___ STORED DATA
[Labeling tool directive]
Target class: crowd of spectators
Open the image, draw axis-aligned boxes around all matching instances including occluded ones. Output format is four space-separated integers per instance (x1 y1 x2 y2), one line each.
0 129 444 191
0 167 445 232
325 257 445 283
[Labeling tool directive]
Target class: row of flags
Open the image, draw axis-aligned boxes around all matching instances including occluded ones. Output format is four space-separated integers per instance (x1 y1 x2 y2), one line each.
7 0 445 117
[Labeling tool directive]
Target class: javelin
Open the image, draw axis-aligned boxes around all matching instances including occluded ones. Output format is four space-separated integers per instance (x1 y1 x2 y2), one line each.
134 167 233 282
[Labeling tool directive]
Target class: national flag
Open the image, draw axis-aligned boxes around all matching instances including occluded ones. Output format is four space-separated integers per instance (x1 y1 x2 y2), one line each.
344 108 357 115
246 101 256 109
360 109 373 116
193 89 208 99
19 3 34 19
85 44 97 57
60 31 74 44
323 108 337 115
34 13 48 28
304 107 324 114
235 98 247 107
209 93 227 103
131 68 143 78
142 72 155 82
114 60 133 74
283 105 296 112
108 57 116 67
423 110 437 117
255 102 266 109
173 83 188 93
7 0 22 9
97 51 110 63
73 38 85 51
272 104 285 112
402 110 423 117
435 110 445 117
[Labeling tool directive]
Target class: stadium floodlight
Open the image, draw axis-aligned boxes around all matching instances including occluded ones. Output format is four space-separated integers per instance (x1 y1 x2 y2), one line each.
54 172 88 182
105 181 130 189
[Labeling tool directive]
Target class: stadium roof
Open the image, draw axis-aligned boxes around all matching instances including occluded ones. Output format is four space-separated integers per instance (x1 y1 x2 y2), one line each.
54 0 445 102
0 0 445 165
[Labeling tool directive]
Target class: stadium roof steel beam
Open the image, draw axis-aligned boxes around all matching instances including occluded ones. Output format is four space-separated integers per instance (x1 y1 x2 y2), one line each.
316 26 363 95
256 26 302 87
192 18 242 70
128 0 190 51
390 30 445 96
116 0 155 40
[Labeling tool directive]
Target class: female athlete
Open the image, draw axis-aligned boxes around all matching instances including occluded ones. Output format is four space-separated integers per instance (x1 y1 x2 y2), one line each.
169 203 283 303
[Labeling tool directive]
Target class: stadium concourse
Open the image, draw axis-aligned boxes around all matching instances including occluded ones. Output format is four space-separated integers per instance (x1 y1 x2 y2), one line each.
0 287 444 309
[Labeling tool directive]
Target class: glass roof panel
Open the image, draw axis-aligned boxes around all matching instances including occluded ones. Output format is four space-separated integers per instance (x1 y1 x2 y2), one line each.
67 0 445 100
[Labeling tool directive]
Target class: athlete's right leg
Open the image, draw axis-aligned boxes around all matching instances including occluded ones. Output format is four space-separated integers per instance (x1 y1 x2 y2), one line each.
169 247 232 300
______
- **TASK PROMPT**:
Render every line of the listing above as a Markdown table with the columns Row and Line, omitting any blank lines.

- **OUTPUT BELOW**:
| Row | Line |
|---|---|
| 1 | [Labeling tool directive] |
| 2 | Target class: crowd of spectators |
| 3 | Open the image, draw axis-aligned boxes around all matching instances including occluded ones. Output format is four space-separated integers per instance (x1 y1 x2 y2), one line each. |
| 4 | 0 129 444 191 |
| 5 | 0 167 445 232 |
| 6 | 325 257 445 283 |
| 7 | [Labeling tool directive] |
| 8 | Target class: row of flags |
| 9 | Open the image, draw axis-aligned boxes around all matching instances including occluded ones. Output format is four space-separated integers per instance (x1 y1 x2 y2), one line each. |
| 10 | 7 0 445 117 |
| 11 | [Labeling tool directive] |
| 12 | Target class: javelin |
| 13 | Open the image, draw axis-aligned boxes around all matching instances including occluded ones. Output format is four space-separated integers per instance (x1 y1 x2 y2), one line each. |
| 14 | 134 167 233 282 |
| 15 | [Labeling tool directive] |
| 16 | Target class: national flag |
| 17 | Open the image, draw axis-aligned boxes around all matching instances including occluded ones. Output format is four space-separated integers per instance (x1 y1 x2 y2), one line each. |
| 18 | 344 108 357 115 |
| 19 | 246 101 256 109 |
| 20 | 360 109 373 116 |
| 21 | 193 89 208 99 |
| 22 | 19 3 34 19 |
| 23 | 85 44 97 57 |
| 24 | 60 31 74 44 |
| 25 | 323 108 337 115 |
| 26 | 34 13 48 28 |
| 27 | 304 107 324 114 |
| 28 | 235 98 247 107 |
| 29 | 209 93 227 103 |
| 30 | 131 68 143 78 |
| 31 | 142 72 155 82 |
| 32 | 114 60 133 74 |
| 33 | 283 105 296 112 |
| 34 | 108 57 116 67 |
| 35 | 423 110 437 117 |
| 36 | 255 102 266 109 |
| 37 | 173 83 188 93 |
| 38 | 7 0 22 9 |
| 39 | 97 51 110 63 |
| 40 | 73 38 85 51 |
| 41 | 272 104 285 112 |
| 42 | 402 110 423 117 |
| 43 | 435 110 445 117 |
| 44 | [Labeling tool directive] |
| 45 | Target class: stadium floodlight |
| 46 | Open the image, draw axis-aligned boxes around all matching instances including occluded ones. Output format is four space-separated integers per instance (x1 y1 x2 y2), one line each. |
| 47 | 54 172 88 182 |
| 48 | 105 181 130 189 |
| 49 | [Labeling tool directive] |
| 50 | Target class: stadium roof |
| 51 | Open the image, draw axis-aligned boxes around all matching instances including occluded ones. Output format is four space-separated integers per instance (x1 y1 x2 y2), one line each. |
| 52 | 54 0 445 102 |
| 53 | 0 0 445 165 |
| 54 | [Labeling tool directive] |
| 55 | Target class: stadium roof steel beam |
| 56 | Open the image, draw axis-aligned boxes around all matching instances including occluded ones. Output format is four space-separated integers per instance (x1 y1 x2 y2), one line each. |
| 57 | 316 26 363 95 |
| 58 | 256 26 302 87 |
| 59 | 192 18 242 70 |
| 60 | 128 0 190 51 |
| 61 | 390 30 445 96 |
| 62 | 116 0 155 40 |
| 63 | [Labeling tool directive] |
| 64 | Target class: female athlete |
| 65 | Open the image, draw axis-aligned boxes around all matching instances including occluded ones. Output format is four space-separated integers per instance (x1 y1 x2 y2), one line each. |
| 66 | 169 203 283 303 |
| 67 | [Labeling tool directive] |
| 68 | Target class: stadium concourse |
| 69 | Open the image, draw axis-aligned boxes around all matching instances including occluded ones. Output format is four space-separated integers per instance (x1 y1 x2 y2), one line each. |
| 70 | 0 287 444 309 |
| 71 | [Labeling tool directive] |
| 72 | Target class: glass roof panel |
| 73 | Open the image, draw axis-aligned boxes around all matching instances including occluded ones. Output format is four space-separated integers per instance (x1 y1 x2 y2), one line each. |
| 74 | 67 0 445 100 |
| 75 | [Labeling tool directive] |
| 76 | Target class: athlete's right leg |
| 77 | Open the image, draw axis-aligned boxes around all matching instances including occluded ones. Output format is four space-separated integers per instance (x1 y1 x2 y2), one line each. |
| 78 | 169 247 232 300 |